INSTRUCTIONS FOR THE TASK :: Locate every line in the records below that contains the word "sunglasses", matching case exactly, and copy each of those lines in full.

DATA EXTRACT ::
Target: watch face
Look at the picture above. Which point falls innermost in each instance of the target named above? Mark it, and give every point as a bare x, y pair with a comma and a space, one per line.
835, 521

* * *

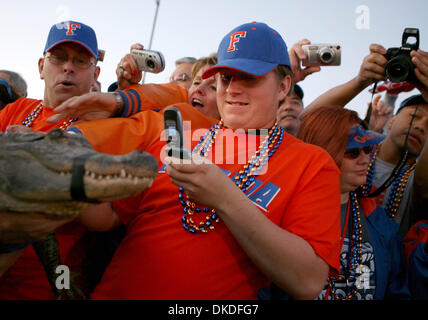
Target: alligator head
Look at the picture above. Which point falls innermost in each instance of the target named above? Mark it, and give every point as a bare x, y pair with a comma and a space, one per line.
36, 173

...

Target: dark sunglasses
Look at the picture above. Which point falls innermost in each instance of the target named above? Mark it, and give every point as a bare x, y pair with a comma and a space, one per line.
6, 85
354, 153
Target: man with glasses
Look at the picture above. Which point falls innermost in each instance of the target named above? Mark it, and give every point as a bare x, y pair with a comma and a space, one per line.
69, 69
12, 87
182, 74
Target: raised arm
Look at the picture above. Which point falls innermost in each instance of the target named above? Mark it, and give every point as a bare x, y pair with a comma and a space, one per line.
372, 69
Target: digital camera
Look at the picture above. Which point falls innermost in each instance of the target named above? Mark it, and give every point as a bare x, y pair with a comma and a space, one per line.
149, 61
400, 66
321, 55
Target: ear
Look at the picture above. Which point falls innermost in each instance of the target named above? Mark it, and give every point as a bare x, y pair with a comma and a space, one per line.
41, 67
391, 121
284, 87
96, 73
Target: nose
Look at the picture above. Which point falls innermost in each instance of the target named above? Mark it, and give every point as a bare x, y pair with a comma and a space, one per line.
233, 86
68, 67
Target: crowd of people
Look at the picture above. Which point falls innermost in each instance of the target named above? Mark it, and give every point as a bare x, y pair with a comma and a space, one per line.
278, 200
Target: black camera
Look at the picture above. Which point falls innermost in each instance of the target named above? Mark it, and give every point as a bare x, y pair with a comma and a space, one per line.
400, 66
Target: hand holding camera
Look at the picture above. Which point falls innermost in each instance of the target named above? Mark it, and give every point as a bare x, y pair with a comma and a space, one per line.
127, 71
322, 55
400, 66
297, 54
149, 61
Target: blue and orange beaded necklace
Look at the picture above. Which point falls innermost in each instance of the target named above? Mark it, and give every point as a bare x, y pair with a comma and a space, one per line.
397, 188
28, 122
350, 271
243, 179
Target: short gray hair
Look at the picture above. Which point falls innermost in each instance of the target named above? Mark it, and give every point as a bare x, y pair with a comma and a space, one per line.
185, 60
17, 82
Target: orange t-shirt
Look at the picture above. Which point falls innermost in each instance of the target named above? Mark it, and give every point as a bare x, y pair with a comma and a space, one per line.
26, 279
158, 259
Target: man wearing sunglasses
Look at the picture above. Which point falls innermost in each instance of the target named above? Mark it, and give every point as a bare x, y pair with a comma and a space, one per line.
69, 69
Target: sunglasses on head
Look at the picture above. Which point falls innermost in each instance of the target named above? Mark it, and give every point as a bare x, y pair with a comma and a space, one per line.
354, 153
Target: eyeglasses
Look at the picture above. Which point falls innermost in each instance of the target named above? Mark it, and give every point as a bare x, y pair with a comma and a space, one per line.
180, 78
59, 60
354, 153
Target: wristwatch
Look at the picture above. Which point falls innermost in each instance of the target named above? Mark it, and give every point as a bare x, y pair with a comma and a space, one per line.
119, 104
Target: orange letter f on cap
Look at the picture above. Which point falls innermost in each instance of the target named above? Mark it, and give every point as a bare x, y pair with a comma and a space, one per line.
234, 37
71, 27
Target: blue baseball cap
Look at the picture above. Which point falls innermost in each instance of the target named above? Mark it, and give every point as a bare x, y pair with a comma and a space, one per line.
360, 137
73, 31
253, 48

REPLY TO THE EXERCISE ::
Target: dark sunglasses
Target: man wearing sunglasses
Target: sunglasses on head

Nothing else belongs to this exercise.